> **Task objective**
Write out exactly, with no other output, the lines below from the one that contains "Target: bush" through the end.

[Point annotation dataset records]
◇ ◇ ◇ ◇ ◇ ◇ ◇

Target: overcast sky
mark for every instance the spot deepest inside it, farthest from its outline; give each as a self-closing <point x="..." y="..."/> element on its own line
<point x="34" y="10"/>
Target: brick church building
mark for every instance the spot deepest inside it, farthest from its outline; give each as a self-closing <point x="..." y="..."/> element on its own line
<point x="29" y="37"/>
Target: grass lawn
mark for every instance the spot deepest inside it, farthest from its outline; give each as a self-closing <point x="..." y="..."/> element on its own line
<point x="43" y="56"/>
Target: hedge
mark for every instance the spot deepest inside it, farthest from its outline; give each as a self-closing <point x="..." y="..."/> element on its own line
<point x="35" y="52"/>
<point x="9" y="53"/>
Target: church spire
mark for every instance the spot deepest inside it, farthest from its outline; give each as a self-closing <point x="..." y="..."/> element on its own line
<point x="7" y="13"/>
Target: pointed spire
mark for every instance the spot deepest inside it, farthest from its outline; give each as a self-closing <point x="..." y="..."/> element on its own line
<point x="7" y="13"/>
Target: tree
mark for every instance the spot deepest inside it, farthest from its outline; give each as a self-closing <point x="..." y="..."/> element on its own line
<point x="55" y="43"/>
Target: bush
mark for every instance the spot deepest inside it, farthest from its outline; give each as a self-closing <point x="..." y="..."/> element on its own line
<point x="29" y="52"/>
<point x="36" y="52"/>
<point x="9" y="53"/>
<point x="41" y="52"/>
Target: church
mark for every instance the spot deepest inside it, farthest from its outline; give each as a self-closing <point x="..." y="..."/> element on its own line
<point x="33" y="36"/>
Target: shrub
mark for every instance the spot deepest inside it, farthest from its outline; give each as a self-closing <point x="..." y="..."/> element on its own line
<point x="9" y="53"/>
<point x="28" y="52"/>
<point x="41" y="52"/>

◇ ◇ ◇ ◇ ◇ ◇ ◇

> **Finished exercise**
Target: bush
mark for every instance the spot deepest inside it, farthest from its outline; give each as a self-closing <point x="..." y="..."/> element on its own line
<point x="29" y="52"/>
<point x="36" y="52"/>
<point x="9" y="53"/>
<point x="41" y="52"/>
Target: church
mark for every instance the spot deepest inside it, farthest from its outline; give each as a self-closing <point x="..." y="..."/> element on its own line
<point x="33" y="36"/>
Target: shrub
mark for every instance the spot deepest inside it, farthest from its outline; give each as a self-closing <point x="..." y="..."/> element on its own line
<point x="9" y="53"/>
<point x="28" y="52"/>
<point x="41" y="52"/>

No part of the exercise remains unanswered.